─── RECORDS SUPPLIED

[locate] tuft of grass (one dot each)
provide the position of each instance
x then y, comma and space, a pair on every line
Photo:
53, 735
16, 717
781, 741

──────
─── RECORDS SUPPLIED

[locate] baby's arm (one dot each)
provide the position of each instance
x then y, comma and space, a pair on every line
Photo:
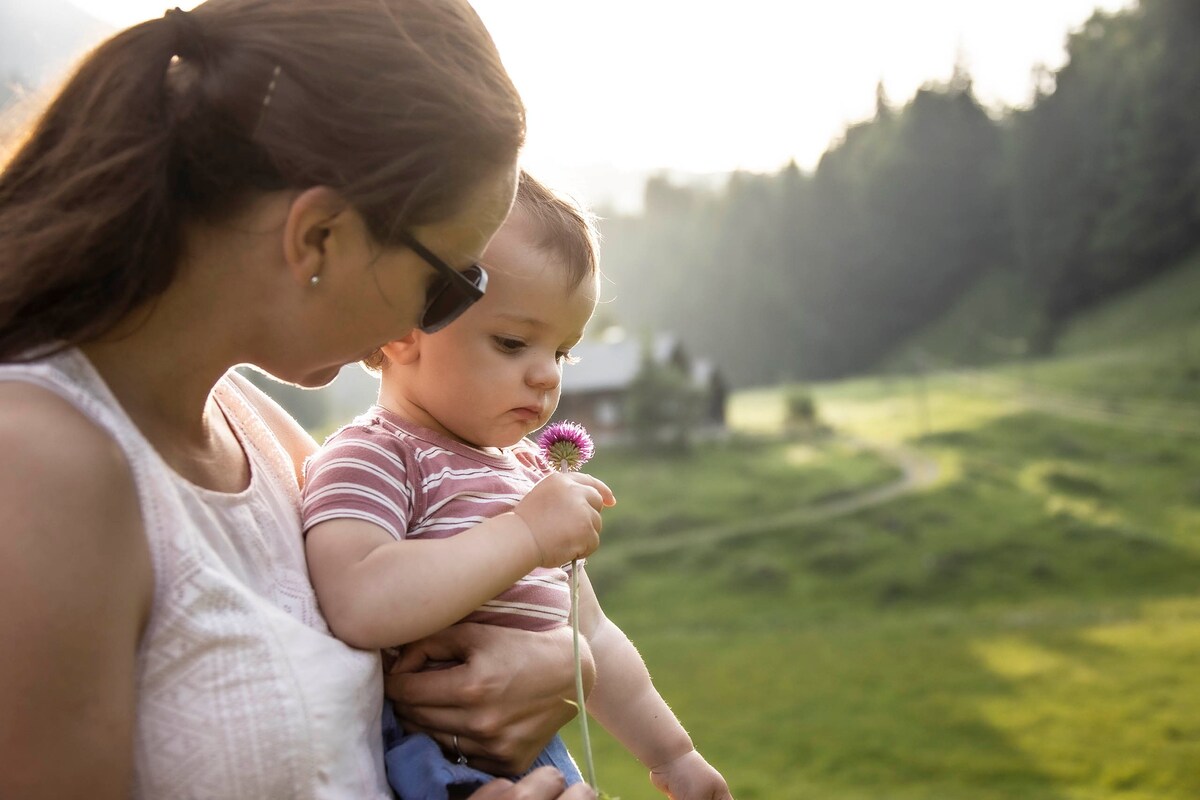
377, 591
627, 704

──────

### DIRECTION
Please pull out every line of the data above that contains the word "locate", and list those lines.

### THE REPLY
[locate] tuft of grass (one dot each)
[locate] baby's arm (one dot each)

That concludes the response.